▶ _Task statement_: Which lines in the records below contain the string "outdoor"? Copy each of them, treating uppercase and lowercase as different.

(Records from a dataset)
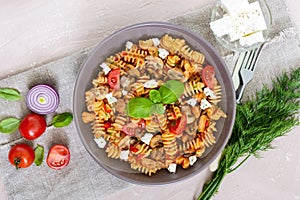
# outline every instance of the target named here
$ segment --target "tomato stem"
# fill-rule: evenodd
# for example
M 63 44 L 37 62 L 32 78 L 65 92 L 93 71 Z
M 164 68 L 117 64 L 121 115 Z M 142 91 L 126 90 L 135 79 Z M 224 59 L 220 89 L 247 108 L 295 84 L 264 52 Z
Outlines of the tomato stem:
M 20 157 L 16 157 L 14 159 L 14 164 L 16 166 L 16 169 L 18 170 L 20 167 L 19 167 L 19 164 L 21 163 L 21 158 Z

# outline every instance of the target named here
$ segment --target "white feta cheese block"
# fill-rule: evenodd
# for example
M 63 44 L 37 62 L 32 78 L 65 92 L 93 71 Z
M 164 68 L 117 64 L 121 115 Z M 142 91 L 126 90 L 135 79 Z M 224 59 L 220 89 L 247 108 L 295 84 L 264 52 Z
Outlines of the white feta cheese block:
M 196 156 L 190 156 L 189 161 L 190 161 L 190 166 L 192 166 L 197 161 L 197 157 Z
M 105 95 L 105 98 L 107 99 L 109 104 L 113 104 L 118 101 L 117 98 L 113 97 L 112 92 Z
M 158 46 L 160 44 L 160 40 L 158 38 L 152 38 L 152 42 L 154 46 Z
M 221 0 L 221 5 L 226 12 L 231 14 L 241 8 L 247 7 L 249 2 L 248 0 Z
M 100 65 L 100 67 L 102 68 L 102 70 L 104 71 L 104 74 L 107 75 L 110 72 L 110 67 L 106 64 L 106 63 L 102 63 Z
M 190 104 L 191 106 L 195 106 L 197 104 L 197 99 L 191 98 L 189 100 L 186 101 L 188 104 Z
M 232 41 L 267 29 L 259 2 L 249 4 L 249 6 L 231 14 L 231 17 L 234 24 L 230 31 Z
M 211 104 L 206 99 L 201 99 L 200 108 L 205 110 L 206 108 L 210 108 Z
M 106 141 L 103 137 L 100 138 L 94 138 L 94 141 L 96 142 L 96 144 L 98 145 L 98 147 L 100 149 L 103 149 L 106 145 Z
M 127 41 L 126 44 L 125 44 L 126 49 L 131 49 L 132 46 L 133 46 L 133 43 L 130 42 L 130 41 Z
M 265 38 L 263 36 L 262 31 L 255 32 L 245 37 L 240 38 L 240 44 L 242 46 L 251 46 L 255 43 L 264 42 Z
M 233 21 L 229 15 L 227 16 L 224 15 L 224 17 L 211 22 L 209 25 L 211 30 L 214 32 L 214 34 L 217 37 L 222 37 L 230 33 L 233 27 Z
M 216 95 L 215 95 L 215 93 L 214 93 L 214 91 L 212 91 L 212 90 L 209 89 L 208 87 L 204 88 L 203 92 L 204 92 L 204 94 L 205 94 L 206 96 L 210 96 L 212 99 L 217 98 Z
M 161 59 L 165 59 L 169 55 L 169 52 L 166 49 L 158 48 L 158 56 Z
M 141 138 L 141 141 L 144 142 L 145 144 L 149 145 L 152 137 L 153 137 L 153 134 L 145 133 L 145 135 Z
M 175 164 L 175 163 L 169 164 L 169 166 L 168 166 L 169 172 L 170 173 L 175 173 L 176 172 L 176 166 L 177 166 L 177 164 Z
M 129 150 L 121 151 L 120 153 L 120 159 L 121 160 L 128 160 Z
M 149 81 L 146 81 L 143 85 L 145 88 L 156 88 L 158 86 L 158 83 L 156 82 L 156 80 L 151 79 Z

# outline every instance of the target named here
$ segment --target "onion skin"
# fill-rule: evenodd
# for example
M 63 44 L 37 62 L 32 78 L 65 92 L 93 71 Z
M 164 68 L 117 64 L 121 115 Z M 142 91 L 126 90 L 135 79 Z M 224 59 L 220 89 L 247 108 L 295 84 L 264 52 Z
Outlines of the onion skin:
* * *
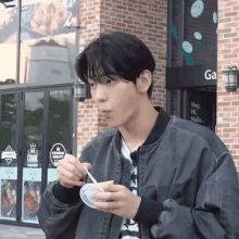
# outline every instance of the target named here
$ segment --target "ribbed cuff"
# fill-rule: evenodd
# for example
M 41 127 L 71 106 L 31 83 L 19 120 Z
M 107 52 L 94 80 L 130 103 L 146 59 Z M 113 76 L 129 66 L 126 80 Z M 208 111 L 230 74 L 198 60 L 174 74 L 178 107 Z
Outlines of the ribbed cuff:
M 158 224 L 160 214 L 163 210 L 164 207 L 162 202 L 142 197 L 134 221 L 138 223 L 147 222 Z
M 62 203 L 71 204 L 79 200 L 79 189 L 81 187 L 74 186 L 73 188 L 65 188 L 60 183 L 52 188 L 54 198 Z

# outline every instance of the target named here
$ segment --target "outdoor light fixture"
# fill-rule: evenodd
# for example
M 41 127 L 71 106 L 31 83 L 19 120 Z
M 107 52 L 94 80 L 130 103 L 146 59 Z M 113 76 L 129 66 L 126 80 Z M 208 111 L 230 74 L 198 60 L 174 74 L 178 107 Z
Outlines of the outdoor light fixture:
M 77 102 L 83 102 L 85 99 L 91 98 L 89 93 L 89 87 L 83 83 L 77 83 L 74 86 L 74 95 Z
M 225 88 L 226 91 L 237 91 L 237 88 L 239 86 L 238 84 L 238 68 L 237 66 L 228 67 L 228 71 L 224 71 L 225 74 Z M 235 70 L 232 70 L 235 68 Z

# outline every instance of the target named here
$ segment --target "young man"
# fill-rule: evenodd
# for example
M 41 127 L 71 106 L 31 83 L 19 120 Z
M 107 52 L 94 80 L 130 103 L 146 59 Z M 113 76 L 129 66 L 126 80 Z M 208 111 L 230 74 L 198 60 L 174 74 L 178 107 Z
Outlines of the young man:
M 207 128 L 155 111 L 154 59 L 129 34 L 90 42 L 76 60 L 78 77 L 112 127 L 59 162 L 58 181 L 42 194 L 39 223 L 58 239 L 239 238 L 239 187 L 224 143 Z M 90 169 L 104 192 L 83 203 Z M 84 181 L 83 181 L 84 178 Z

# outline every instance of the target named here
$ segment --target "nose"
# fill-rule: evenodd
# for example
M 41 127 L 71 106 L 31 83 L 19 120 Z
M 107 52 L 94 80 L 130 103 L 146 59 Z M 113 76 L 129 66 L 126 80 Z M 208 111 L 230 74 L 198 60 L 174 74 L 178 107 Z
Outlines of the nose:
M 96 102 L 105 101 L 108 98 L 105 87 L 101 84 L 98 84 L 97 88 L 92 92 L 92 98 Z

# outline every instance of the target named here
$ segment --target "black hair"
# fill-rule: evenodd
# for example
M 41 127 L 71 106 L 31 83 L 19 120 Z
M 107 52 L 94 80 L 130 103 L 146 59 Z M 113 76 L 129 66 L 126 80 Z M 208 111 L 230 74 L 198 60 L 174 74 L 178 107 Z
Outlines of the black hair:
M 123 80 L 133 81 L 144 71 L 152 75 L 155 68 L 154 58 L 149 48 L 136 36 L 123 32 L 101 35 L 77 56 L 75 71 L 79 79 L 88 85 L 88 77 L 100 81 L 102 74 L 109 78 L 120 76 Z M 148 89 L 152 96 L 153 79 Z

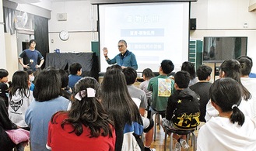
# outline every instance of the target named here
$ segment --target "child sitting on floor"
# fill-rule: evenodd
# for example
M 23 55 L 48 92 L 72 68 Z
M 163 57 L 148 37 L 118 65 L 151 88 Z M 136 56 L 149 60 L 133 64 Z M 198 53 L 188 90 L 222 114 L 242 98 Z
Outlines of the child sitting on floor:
---
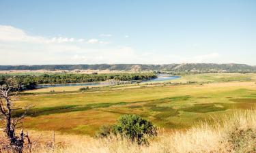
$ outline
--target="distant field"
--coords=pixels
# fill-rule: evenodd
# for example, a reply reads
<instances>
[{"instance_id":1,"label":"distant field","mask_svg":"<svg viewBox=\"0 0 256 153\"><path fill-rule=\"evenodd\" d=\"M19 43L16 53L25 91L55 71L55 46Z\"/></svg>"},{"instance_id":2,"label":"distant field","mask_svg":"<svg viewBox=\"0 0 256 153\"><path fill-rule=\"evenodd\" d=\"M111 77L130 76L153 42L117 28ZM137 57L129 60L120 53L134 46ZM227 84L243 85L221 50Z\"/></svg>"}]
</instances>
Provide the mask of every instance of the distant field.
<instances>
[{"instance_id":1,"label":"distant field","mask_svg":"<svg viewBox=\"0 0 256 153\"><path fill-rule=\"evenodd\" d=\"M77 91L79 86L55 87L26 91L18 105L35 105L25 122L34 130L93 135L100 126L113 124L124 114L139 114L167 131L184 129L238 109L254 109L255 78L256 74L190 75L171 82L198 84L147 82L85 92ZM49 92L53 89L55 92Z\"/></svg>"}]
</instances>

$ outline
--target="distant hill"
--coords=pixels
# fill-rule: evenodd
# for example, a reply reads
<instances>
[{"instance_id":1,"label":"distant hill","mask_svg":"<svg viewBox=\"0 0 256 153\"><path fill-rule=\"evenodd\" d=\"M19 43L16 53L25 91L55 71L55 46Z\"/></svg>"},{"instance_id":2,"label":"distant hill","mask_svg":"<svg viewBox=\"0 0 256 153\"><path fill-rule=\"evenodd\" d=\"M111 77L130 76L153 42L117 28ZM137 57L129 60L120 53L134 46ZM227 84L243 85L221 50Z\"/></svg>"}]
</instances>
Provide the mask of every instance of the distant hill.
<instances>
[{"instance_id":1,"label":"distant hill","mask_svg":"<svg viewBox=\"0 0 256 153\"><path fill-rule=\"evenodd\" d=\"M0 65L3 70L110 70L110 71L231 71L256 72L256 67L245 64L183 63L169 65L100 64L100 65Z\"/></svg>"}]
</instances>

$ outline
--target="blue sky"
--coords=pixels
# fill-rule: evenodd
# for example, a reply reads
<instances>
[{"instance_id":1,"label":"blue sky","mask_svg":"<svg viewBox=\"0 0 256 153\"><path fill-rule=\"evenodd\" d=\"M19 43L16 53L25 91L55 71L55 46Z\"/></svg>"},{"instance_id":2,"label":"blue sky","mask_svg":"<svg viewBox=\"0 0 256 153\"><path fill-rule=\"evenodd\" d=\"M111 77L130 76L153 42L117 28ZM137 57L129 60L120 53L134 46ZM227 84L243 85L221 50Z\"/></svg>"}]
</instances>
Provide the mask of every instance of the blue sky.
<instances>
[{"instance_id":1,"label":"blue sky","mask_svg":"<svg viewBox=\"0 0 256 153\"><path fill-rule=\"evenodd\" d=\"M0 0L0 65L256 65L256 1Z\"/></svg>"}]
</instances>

▶ _Correct output_:
$ segment --target "outdoor light fixture"
Outlines of the outdoor light fixture:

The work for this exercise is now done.